Rewrite every line of the records below as a numbered list, leaving out blank lines.

Extracted data -
◆ ◆ ◆ ◆ ◆

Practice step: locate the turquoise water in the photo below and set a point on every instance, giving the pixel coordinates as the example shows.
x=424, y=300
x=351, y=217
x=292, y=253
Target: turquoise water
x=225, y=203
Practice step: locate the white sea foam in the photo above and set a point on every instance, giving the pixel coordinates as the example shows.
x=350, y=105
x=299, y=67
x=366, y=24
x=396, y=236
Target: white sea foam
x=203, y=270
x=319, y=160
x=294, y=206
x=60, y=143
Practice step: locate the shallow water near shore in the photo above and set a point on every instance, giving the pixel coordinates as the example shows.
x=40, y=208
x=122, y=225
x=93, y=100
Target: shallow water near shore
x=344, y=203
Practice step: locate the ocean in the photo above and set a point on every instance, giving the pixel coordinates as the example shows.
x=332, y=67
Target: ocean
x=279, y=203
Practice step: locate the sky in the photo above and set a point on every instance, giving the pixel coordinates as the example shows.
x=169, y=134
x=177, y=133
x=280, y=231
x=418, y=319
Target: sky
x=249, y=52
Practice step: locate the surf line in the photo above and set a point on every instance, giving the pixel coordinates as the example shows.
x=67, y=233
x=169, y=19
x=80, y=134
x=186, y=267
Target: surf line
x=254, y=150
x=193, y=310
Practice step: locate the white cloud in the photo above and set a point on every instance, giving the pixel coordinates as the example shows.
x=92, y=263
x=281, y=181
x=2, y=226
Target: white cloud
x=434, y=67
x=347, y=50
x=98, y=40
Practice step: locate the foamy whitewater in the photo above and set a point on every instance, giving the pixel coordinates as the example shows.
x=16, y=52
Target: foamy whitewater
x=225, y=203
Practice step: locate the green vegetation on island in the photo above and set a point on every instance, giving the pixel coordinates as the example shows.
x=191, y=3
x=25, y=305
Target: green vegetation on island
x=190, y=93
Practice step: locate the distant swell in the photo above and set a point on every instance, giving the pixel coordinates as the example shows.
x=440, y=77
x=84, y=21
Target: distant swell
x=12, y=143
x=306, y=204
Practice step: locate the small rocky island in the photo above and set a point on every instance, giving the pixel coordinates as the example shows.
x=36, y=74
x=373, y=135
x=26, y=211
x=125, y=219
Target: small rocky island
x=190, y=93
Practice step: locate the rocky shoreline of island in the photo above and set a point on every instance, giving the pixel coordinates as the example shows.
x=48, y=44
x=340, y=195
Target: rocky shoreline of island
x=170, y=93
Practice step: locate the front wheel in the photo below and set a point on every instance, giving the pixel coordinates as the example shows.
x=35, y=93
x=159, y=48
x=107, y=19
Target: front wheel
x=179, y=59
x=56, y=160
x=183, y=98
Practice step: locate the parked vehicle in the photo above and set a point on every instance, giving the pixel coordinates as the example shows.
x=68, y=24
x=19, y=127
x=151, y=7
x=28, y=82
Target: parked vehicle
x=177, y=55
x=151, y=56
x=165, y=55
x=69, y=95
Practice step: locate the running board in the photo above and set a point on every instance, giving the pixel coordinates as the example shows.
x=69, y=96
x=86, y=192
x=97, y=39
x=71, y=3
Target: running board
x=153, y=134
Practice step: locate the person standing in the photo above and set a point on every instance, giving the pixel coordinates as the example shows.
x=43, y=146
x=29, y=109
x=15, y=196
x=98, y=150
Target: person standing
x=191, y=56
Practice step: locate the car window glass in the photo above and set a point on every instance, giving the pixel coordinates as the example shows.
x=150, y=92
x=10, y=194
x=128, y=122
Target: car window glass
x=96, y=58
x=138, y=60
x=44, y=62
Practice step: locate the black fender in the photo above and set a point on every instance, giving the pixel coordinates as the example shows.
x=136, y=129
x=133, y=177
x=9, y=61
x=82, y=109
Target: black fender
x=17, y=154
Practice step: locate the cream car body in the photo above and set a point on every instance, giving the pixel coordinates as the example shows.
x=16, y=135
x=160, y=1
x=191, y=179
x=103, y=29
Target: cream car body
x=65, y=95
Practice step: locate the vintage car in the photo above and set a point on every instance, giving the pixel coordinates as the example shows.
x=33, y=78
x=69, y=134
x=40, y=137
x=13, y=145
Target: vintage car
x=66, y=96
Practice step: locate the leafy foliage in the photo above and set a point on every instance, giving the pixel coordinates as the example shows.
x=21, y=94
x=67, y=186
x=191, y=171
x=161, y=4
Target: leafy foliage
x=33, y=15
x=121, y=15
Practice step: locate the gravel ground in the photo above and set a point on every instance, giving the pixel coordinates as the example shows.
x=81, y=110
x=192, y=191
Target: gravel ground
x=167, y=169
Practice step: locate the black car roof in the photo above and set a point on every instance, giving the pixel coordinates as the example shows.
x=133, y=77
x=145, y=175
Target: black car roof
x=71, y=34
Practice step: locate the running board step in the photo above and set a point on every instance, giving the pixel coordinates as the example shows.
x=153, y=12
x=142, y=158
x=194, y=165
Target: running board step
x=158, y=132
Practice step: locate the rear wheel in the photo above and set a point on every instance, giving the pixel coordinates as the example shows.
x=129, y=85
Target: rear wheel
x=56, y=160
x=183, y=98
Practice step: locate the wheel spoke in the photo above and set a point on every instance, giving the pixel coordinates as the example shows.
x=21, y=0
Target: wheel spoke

◆ ◆ ◆ ◆ ◆

Answer below -
1. Practice step: locate the turquoise water in the photo below and set a point on every instance, giving the pixel coordinates as the example shows.
2. x=424, y=300
3. x=351, y=217
4. x=292, y=253
5. Target: turquoise water
6. x=225, y=203
7. Practice step: locate the white sea foam in the photo above and set a point on every instance, giving the pixel coordinates as the example shows.
8. x=350, y=105
9. x=299, y=67
10. x=366, y=24
11. x=396, y=236
12. Target: white sea foam
13. x=203, y=270
14. x=319, y=160
15. x=294, y=206
16. x=60, y=143
17. Practice step: locate the shallow water near shore in the photo above and set a point on every instance, giving the pixel coordinates as the example shows.
18. x=40, y=208
19. x=122, y=225
20. x=93, y=100
21. Target: shallow water near shore
22. x=344, y=203
23. Practice step: locate the ocean in the photo above and set a point on every instance, giving the pixel coordinates as the example shows.
24. x=332, y=67
25. Target: ocean
26. x=279, y=203
27. Practice step: locate the sky in the photo above and set a point on every instance, giving the pixel coordinates as the example shows.
28. x=169, y=134
29. x=177, y=133
30. x=280, y=231
31. x=418, y=319
32. Target: sky
33. x=249, y=52
34. Practice step: locate the surf line in the photo above and set a point on every instance, giving the pixel coordinates as the example shows.
35. x=67, y=233
36. x=169, y=19
37. x=80, y=134
38. x=186, y=267
39. Target: surf line
40. x=254, y=150
41. x=193, y=310
42. Practice step: locate the white cloud in the photo above and set a point on every instance, giving the pixel coordinates as the example shows.
43. x=92, y=263
44. x=281, y=181
45. x=2, y=226
46. Target: white cloud
47. x=434, y=67
48. x=347, y=50
49. x=98, y=40
50. Practice step: locate the foamy whitewater in the photo above and set a point on every instance, giving the pixel coordinates as the example shows.
51. x=16, y=52
52. Target: foamy whitewater
53. x=225, y=203
54. Practice step: locate the green vegetation on island in the photo above and set a point on every instance, giving the pixel coordinates as the example shows.
55. x=191, y=3
56. x=25, y=305
57. Target: green vegetation on island
58. x=190, y=93
59. Practice step: locate the distant swell in the photo above and set a point on every instance, giving the pixel coordinates as the example shows.
60. x=440, y=77
61. x=84, y=21
62. Target: distant swell
63. x=12, y=143
64. x=306, y=204
65. Practice step: locate the small rocky island in the photo above and set a point on every instance, giving the pixel coordinates as the example shows.
66. x=36, y=74
67. x=373, y=135
68. x=26, y=211
69. x=125, y=219
70. Target: small rocky island
71. x=190, y=93
72. Practice step: locate the rocky shoreline of island in the photo above and set a point on every instance, giving the pixel coordinates as the example shows.
73. x=48, y=44
74. x=340, y=195
75. Target: rocky shoreline of island
76. x=170, y=93
77. Practice step: locate the front wheel in the photo below and set a point on every instance, giving the pixel coordinates as the example shows.
78. x=35, y=93
79. x=159, y=48
80. x=107, y=19
81. Target: front wheel
82. x=179, y=59
83. x=56, y=160
84. x=183, y=98
85. Practice step: locate the parked vehicle in the photo above and set a point on every instance, giving the pixel coordinates as the example shows.
86. x=68, y=24
87. x=19, y=127
88. x=151, y=7
89. x=28, y=82
90. Target: parked vehicle
91. x=177, y=55
92. x=151, y=56
93. x=165, y=55
94. x=69, y=95
95. Practice step: locate the running board in the photo above and set a point on every instance, giving the pixel coordinates as the example shows.
96. x=69, y=96
97. x=86, y=192
98. x=97, y=39
99. x=71, y=3
100. Target: running board
101. x=153, y=134
102. Practice step: locate the person standing in the photo above and set a point on every instance, giving the pixel coordinates as the example shows.
103. x=43, y=146
104. x=29, y=109
105. x=15, y=196
106. x=98, y=150
107. Target: person standing
108. x=191, y=56
109. Practice step: locate the car window glass in the photo above and set a point on every instance, giving the pixel coordinates as the example shows.
110. x=150, y=92
111. x=10, y=194
112. x=128, y=122
113. Target: car window glass
114. x=96, y=58
115. x=138, y=60
116. x=44, y=62
117. Practice step: locate the black fender in the photo above and set a point on every instance, giving the pixel coordinates as the example shows.
118. x=136, y=129
119. x=133, y=177
120. x=9, y=61
121. x=82, y=109
122. Target: black fender
123. x=17, y=154
124. Practice step: locate the cream car body in the photo above and set a point on every instance, giving the pixel coordinates as the example shows.
125. x=16, y=135
126. x=160, y=1
127. x=191, y=179
128. x=103, y=29
129. Target: cream car body
130. x=65, y=95
131. Practice step: locate the vintage car in the photo above and set a point on every instance, giving the pixel coordinates as the example shows.
132. x=33, y=78
133. x=69, y=134
134. x=40, y=137
135. x=13, y=145
136. Target: vintage car
137. x=66, y=96
138. Practice step: locate the leafy foliage in the photo above and set a point on every instance, giving the pixel coordinates as the example shows.
139. x=21, y=94
140. x=67, y=186
141. x=191, y=171
142. x=161, y=4
143. Target: leafy foliage
144. x=33, y=15
145. x=121, y=15
146. Practice step: locate the gravel ground in the photo above and set a point on every instance, giving the pixel coordinates as the example shows.
147. x=81, y=110
148. x=192, y=191
149. Target: gravel ground
150. x=167, y=169
151. Practice step: locate the black car roof in the photo above and set a point on every instance, giving the pixel coordinates as the example shows.
152. x=133, y=77
153. x=145, y=175
154. Target: black car roof
155. x=71, y=34
156. Practice step: locate the running board step in the photo above and set a point on every instance, giving the pixel coordinates as the example shows.
157. x=153, y=12
158. x=142, y=158
159. x=194, y=165
160. Target: running board step
161. x=158, y=132
162. Practice step: locate the rear wheel in the photo above and set a point on every instance, giving the pixel coordinates as the example shows.
163. x=129, y=85
164. Target: rear wheel
165. x=56, y=160
166. x=183, y=98
167. Practice step: locate the wheel spoke in the photo above and set a point on every instance, giving the pixel coordinates as the example shows.
168. x=21, y=0
169. Target: wheel spoke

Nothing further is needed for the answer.